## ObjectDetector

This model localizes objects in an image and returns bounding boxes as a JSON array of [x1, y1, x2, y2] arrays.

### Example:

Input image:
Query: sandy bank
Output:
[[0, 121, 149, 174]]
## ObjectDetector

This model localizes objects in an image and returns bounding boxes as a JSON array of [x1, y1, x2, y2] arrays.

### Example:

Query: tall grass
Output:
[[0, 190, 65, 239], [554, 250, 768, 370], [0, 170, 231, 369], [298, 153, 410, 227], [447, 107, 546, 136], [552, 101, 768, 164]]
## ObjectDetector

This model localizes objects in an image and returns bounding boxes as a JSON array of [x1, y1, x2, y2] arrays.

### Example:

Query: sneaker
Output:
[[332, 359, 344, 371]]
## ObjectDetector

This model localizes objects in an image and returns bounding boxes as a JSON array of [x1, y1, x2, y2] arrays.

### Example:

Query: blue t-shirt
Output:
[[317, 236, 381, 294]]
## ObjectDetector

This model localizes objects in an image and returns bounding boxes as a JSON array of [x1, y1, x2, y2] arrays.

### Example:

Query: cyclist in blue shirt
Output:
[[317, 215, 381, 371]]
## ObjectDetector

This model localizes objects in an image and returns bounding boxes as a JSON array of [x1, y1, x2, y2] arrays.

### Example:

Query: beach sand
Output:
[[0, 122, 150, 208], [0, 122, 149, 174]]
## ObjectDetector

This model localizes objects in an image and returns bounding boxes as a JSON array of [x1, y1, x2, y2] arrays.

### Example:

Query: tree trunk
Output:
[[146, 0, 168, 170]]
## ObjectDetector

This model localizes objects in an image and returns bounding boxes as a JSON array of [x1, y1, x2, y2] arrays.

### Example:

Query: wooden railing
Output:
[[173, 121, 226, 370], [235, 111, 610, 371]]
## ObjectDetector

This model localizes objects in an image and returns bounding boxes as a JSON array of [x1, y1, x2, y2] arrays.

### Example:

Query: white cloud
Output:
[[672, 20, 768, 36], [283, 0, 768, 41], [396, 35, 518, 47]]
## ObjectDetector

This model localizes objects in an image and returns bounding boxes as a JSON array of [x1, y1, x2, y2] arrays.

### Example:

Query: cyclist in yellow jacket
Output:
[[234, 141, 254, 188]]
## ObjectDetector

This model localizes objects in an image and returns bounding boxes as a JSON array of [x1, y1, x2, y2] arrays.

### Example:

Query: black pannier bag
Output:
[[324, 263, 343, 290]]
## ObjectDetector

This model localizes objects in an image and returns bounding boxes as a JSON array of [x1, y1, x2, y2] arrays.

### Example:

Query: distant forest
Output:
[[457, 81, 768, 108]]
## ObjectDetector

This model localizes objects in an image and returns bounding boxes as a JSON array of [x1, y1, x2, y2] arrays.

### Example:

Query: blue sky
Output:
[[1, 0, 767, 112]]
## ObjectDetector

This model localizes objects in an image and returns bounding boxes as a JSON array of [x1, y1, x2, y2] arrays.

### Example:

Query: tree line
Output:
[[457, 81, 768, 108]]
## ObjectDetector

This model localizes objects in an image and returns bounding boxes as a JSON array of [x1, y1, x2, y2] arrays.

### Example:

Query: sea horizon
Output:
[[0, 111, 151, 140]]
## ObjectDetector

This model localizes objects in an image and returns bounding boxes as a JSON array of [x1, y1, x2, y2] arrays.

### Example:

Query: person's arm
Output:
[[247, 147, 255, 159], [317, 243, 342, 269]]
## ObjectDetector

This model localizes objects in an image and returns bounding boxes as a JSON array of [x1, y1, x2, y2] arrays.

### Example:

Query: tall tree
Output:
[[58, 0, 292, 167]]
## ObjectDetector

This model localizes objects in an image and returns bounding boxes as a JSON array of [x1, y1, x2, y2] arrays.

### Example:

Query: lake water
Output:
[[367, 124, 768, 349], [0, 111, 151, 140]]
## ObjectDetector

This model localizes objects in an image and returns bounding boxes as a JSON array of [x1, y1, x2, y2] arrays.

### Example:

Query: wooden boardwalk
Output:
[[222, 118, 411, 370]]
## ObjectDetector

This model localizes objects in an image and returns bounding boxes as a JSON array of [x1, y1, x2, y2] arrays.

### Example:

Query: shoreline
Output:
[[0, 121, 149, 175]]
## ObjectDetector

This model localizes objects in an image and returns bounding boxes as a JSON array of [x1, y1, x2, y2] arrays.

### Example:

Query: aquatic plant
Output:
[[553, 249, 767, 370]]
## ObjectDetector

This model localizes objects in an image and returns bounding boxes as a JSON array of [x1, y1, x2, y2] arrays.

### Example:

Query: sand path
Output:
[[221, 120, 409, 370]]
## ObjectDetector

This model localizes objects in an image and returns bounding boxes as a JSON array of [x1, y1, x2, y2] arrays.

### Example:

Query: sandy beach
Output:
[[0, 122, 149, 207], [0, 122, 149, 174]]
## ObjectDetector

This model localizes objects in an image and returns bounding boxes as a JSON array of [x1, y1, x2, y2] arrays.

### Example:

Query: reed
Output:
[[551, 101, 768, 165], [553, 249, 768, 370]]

(Your objective) The answer must consist of every line from the entries above that contains "wooden".

(Answer space)
Query: wooden railing
Query: wooden boardwalk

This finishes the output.